> _Exercise aim_: Count how many lines of the data include "grille". The answer is that number and nothing else.

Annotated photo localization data
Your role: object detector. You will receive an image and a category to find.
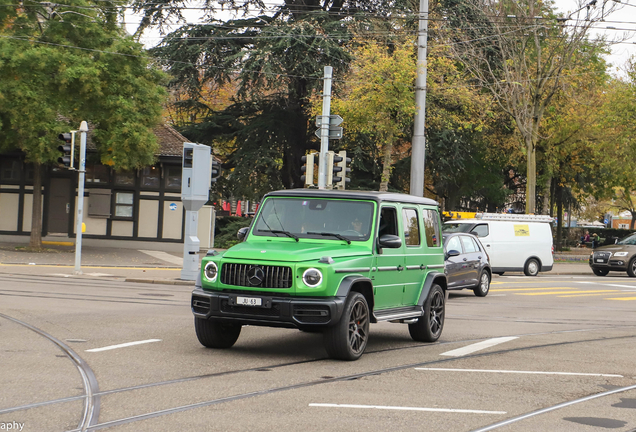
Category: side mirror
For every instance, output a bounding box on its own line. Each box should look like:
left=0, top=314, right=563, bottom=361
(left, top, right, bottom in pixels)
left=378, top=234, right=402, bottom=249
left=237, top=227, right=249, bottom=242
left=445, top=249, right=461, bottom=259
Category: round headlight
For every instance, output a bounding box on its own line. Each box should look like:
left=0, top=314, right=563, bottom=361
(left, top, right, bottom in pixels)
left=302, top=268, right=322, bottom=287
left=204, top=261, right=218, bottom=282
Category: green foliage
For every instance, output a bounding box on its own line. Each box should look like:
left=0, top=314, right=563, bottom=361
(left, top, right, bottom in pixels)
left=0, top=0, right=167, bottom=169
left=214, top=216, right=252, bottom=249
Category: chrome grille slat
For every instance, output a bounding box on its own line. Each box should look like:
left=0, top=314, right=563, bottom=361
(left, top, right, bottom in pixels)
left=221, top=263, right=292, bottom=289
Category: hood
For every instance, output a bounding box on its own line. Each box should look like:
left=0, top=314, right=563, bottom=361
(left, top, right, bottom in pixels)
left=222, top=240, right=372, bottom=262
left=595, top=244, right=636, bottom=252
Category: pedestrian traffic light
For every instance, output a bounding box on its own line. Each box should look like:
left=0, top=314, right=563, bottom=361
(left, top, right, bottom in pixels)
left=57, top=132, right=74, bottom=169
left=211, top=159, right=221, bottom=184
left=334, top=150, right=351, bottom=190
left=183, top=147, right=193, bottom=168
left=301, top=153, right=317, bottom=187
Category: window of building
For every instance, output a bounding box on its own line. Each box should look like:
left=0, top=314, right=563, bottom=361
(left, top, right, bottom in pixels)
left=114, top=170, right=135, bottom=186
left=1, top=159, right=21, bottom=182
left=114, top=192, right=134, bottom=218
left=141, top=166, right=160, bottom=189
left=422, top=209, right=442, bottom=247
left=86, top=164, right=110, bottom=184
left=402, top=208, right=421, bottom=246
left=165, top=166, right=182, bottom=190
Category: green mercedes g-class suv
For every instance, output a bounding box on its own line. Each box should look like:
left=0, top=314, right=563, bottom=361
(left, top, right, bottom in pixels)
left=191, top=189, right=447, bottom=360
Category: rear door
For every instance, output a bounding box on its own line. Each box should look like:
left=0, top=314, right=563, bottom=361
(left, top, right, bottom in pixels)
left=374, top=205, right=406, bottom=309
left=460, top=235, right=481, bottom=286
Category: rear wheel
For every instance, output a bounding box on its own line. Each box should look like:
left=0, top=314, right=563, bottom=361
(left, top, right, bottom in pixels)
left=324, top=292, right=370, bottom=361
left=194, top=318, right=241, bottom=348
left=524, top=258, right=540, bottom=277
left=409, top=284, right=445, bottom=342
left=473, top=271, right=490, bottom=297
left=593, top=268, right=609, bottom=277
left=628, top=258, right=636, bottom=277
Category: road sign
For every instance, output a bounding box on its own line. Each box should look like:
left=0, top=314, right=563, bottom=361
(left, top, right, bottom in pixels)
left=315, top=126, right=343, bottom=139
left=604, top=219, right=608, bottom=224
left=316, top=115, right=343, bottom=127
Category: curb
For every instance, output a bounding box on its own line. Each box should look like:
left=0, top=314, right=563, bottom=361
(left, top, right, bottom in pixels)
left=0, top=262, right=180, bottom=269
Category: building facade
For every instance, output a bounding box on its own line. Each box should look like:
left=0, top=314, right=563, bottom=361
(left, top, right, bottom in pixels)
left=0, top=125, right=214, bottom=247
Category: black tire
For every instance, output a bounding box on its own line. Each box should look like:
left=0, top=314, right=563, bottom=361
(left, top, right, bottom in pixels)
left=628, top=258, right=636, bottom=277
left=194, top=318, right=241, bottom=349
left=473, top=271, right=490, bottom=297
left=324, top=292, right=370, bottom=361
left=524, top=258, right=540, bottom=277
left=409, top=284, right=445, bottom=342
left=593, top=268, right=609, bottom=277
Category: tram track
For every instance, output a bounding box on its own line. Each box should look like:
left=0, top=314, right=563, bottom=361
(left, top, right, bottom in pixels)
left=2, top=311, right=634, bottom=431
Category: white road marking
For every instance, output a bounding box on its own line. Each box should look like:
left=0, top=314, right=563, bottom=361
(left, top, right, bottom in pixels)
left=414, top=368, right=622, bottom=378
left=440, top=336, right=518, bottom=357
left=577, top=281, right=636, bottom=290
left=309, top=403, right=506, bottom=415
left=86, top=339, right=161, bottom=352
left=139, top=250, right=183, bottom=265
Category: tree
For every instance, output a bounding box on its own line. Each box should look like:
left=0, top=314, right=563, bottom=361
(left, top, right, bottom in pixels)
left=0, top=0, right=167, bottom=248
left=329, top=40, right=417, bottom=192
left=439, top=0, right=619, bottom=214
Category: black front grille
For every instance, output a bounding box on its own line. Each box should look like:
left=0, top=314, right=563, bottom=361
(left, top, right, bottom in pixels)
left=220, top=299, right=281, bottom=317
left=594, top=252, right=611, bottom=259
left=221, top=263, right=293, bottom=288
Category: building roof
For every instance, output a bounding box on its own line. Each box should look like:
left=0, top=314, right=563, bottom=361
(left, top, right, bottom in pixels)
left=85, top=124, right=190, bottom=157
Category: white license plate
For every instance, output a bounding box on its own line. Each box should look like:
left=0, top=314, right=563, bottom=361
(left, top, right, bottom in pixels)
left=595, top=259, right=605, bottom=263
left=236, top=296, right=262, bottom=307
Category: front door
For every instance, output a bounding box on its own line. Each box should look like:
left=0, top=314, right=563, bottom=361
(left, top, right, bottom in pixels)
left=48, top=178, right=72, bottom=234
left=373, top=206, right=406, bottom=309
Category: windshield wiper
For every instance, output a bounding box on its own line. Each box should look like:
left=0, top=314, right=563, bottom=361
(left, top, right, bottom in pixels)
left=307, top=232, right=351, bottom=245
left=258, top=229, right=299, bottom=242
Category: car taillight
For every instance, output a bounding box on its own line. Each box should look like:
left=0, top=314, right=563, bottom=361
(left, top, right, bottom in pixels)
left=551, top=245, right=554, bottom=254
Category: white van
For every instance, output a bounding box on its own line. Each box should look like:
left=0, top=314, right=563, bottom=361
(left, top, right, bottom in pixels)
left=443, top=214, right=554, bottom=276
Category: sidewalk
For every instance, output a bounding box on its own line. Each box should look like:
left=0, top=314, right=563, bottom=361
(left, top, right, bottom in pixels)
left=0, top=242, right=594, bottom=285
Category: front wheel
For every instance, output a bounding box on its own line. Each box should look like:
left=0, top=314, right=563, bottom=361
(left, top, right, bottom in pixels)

> _Answer to this exercise_: 2